● Short problem
Can you rewrite the rows below as a Markdown table with the columns "No." and "Entry", numbering each row and leaving out any blank lines?

[START OF Entries provided]

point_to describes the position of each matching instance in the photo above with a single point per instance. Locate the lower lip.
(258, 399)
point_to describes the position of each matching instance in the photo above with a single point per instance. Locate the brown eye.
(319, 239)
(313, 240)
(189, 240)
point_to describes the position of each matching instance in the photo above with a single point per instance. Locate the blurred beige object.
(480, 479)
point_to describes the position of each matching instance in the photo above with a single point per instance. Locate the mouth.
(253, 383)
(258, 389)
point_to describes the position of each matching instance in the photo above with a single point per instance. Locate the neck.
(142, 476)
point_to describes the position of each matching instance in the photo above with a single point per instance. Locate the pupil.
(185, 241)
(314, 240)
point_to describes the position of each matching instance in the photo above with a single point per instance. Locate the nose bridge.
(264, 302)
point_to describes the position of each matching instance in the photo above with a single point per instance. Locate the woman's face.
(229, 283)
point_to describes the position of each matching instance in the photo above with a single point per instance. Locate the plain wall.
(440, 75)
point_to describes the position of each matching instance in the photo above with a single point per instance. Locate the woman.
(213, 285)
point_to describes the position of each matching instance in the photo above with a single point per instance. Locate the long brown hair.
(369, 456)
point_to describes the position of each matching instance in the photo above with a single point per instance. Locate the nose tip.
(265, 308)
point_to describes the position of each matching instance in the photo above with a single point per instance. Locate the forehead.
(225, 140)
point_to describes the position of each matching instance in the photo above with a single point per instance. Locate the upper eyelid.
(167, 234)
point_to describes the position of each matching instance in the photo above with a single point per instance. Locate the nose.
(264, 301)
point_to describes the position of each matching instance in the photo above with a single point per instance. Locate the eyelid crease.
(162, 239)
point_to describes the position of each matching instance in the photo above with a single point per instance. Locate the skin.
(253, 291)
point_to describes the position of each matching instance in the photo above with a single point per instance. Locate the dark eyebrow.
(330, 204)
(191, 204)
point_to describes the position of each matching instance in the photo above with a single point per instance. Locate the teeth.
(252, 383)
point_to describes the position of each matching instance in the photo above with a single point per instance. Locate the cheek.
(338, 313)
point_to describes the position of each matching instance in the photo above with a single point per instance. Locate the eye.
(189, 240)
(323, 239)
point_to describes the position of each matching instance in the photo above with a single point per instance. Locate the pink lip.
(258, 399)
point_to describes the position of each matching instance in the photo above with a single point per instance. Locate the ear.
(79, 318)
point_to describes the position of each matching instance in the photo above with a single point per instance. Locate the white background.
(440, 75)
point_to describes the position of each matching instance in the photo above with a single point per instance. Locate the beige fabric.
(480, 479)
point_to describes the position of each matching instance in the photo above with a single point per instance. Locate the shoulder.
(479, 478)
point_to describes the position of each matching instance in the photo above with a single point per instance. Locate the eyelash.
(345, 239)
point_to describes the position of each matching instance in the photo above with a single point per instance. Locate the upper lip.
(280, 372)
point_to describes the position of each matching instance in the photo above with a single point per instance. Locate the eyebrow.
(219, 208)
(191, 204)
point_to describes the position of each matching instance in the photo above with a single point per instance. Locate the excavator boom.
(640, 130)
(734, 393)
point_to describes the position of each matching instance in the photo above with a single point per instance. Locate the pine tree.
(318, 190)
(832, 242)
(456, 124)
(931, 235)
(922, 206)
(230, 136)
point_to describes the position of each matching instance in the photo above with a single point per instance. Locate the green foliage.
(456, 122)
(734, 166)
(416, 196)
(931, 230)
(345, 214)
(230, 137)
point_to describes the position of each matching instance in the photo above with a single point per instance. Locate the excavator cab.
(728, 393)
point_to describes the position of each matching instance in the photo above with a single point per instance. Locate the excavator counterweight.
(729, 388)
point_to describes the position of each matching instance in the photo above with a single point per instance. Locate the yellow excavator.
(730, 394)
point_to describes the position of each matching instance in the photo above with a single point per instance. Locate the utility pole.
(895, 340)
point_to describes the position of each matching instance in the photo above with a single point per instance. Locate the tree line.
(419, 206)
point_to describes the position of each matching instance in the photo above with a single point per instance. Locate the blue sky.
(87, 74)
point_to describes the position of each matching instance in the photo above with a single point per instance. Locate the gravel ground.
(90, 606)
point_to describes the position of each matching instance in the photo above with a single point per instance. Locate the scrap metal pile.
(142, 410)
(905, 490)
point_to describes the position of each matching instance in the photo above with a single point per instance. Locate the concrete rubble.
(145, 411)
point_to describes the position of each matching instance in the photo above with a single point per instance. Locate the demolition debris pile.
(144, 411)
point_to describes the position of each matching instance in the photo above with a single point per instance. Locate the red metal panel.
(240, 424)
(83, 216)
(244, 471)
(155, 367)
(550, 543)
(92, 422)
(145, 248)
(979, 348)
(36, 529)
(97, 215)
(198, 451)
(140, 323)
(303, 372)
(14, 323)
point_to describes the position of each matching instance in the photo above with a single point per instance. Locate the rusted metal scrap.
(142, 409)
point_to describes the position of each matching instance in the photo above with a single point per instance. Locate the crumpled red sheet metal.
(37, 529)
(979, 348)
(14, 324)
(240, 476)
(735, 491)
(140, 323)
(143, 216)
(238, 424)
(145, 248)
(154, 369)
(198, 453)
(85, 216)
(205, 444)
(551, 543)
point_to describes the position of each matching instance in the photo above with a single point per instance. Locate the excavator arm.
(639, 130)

[END OF Entries provided]

● Result
| No. | Entry |
|---|---|
| 1 | point_to describes the position of each matching instance in the photo above with a single point per instance. Locate the lower lip. |
| 2 | (258, 399) |
| 3 | point_to describes the position of each matching instance in the photo above with a single point per instance. Locate the brown eye. |
| 4 | (319, 239) |
| 5 | (313, 240) |
| 6 | (189, 240) |
| 7 | point_to describes the position of each matching instance in the photo above with a single point per instance. Locate the blurred beige object. |
| 8 | (480, 479) |
| 9 | point_to describes the position of each matching instance in the photo above with a single point per instance. Locate the mouth. |
| 10 | (253, 383) |
| 11 | (258, 389) |
| 12 | point_to describes the position of each matching instance in the photo above with a single point per instance. Locate the neck. |
| 13 | (142, 476) |
| 14 | point_to describes the position of each matching instance in the photo above with a single point per instance. Locate the pupil. |
| 15 | (185, 241) |
| 16 | (314, 240) |
| 17 | point_to describes the position of each matching instance in the photo above with a single point per instance. Locate the nose bridge. |
| 18 | (264, 302) |
| 19 | point_to describes the position of each matching instance in the photo above with a single point per instance. Locate the woman's face. |
| 20 | (229, 283) |
| 21 | point_to describes the position of each matching instance in the photo above with a single point per instance. Locate the plain wall. |
| 22 | (440, 75) |
| 23 | point_to describes the position of each matching instance in the photo above with a single point per instance. Locate the woman. |
| 24 | (213, 285) |
| 25 | point_to describes the position of each matching instance in the photo above with a single point per instance. Locate the long brown hair. |
| 26 | (369, 456) |
| 27 | point_to describes the position of each matching instance in the photo above with a single point per instance. Locate the nose tip. |
| 28 | (265, 308) |
| 29 | point_to describes the position of each matching instance in the photo above with a single point per instance. Locate the forehead. |
| 30 | (225, 140) |
| 31 | point_to describes the position of each matching instance in the photo above with a single point per instance. Locate the upper eyelid. |
| 32 | (167, 234) |
| 33 | point_to describes the position of each matching instance in the photo above with a single point per instance. Locate the nose. |
| 34 | (264, 301) |
| 35 | point_to describes the position of each matching instance in the photo above with a single point per instance. Locate the eyelid crease. |
| 36 | (162, 239) |
| 37 | point_to describes the position of each matching instance in the photo above with a single point per instance. Locate the skin. |
| 38 | (253, 291) |
| 39 | point_to describes the position of each matching instance in the photo above with a single point per instance. Locate the dark eyebrow. |
| 40 | (330, 204) |
| 41 | (191, 204) |
| 42 | point_to describes the position of each matching instance in the photo above with a single point per instance. Locate the teeth. |
| 43 | (252, 383) |
| 44 | point_to describes the position of each matching instance in the photo above with a single point per instance. Locate the cheek. |
| 45 | (338, 313) |
| 46 | point_to describes the position of each matching instance in the photo above with a single point per instance. Locate the eye. |
| 47 | (189, 240) |
| 48 | (323, 239) |
| 49 | point_to describes the position of each matching instance in the photo above with a single point per instance. Locate the pink lip. |
| 50 | (258, 399) |
| 51 | point_to describes the position of each matching instance in the photo above with a single point per instance. Locate the ear. |
| 52 | (79, 318) |
| 53 | point_to describes the position of each matching instance in the photo above with a single point per instance. Locate the white background. |
| 54 | (440, 75) |
| 55 | point_to describes the position of each matching instance in the photo above with a single point per instance. Locate the beige fabric. |
| 56 | (480, 479) |
| 57 | point_to describes the position of each matching instance in the photo above with a single point per instance. Locate the shoulder. |
| 58 | (479, 478) |
| 59 | point_to describes the position of each matching instance in the photo above with a single point per instance. Locate the eyelash. |
| 60 | (345, 239) |
| 61 | point_to describes the position of each matching instance in the photo above with a single point per instance. Locate the upper lip. |
| 62 | (280, 372) |
| 63 | point_to describes the position of each matching instance in the photo above with a single point per instance. Locate the eyebrow. |
| 64 | (219, 208) |
| 65 | (191, 204) |
| 66 | point_to describes the position of each matching instance in the photo above with a single point per instance. Locate the excavator boom. |
| 67 | (640, 130) |
| 68 | (734, 393) |
| 69 | point_to describes the position of each matching instance in the photo above with a single point per instance. Locate the pine tree. |
| 70 | (318, 190) |
| 71 | (832, 242) |
| 72 | (456, 124) |
| 73 | (931, 235) |
| 74 | (922, 206) |
| 75 | (230, 136) |
| 76 | point_to describes the position of each matching instance in the photo above with a single point per instance. Locate the green foliage. |
| 77 | (456, 122) |
| 78 | (734, 166) |
| 79 | (416, 196) |
| 80 | (931, 230) |
| 81 | (345, 214) |
| 82 | (230, 137) |
| 83 | point_to describes the position of each matching instance in the photo above with a single point per instance. Locate the excavator cab. |
| 84 | (728, 393) |
| 85 | point_to describes the position of each matching instance in the photo above with a single point per instance. Locate the excavator counterweight. |
| 86 | (729, 388) |
| 87 | point_to describes the position of each matching instance in the photo above with a single point per instance. Locate the yellow excavator. |
| 88 | (730, 394) |
| 89 | point_to describes the position of each matching instance in the photo above with a single point per instance. Locate the utility pole. |
| 90 | (895, 340) |
| 91 | point_to describes the position of each matching instance in the photo above with a single point per instance. Locate the tree line. |
| 92 | (419, 206) |
| 93 | point_to describes the position of each matching instance in the photo above with a single point per instance. Locate the blue sky. |
| 94 | (87, 74) |
| 95 | point_to describes the position of each matching instance in the photo above with a single point per instance. Locate the gravel ground. |
| 96 | (90, 606) |
| 97 | point_to describes the position of each matching instance in the photo above with a single point per instance. Locate the scrap metal pile. |
| 98 | (142, 410) |
| 99 | (905, 490) |
| 100 | point_to describes the position of each matching instance in the photo above with a single point per instance. Locate the concrete rubble. |
| 101 | (145, 411) |
| 102 | point_to describes the position of each matching instance in the photo above with a single point per instance. Locate the demolition debris pile. |
| 103 | (144, 411) |
| 104 | point_to describes the position of each matching instance in the photo above with a single point per instance. Locate the red metal panel. |
| 105 | (240, 424) |
| 106 | (83, 216) |
| 107 | (244, 471) |
| 108 | (155, 367) |
| 109 | (550, 543) |
| 110 | (92, 422) |
| 111 | (145, 248) |
| 112 | (979, 348) |
| 113 | (36, 529) |
| 114 | (97, 215) |
| 115 | (198, 451) |
| 116 | (140, 323) |
| 117 | (303, 372) |
| 118 | (14, 323) |
| 119 | point_to describes the position of each matching instance in the photo above with a single point per instance. Locate the rusted metal scrap. |
| 120 | (142, 409) |
| 121 | point_to describes the position of each matching instance in the photo above with a single point per instance. Locate the crumpled red sheet metal. |
| 122 | (37, 529) |
| 123 | (979, 348) |
| 124 | (14, 324) |
| 125 | (240, 476) |
| 126 | (735, 491) |
| 127 | (140, 323) |
| 128 | (143, 216) |
| 129 | (238, 424) |
| 130 | (145, 248) |
| 131 | (154, 369) |
| 132 | (198, 453) |
| 133 | (85, 216) |
| 134 | (205, 444) |
| 135 | (551, 543) |
| 136 | point_to describes the position of each matching instance in the photo above with a single point per instance. Locate the excavator arm. |
| 137 | (639, 130) |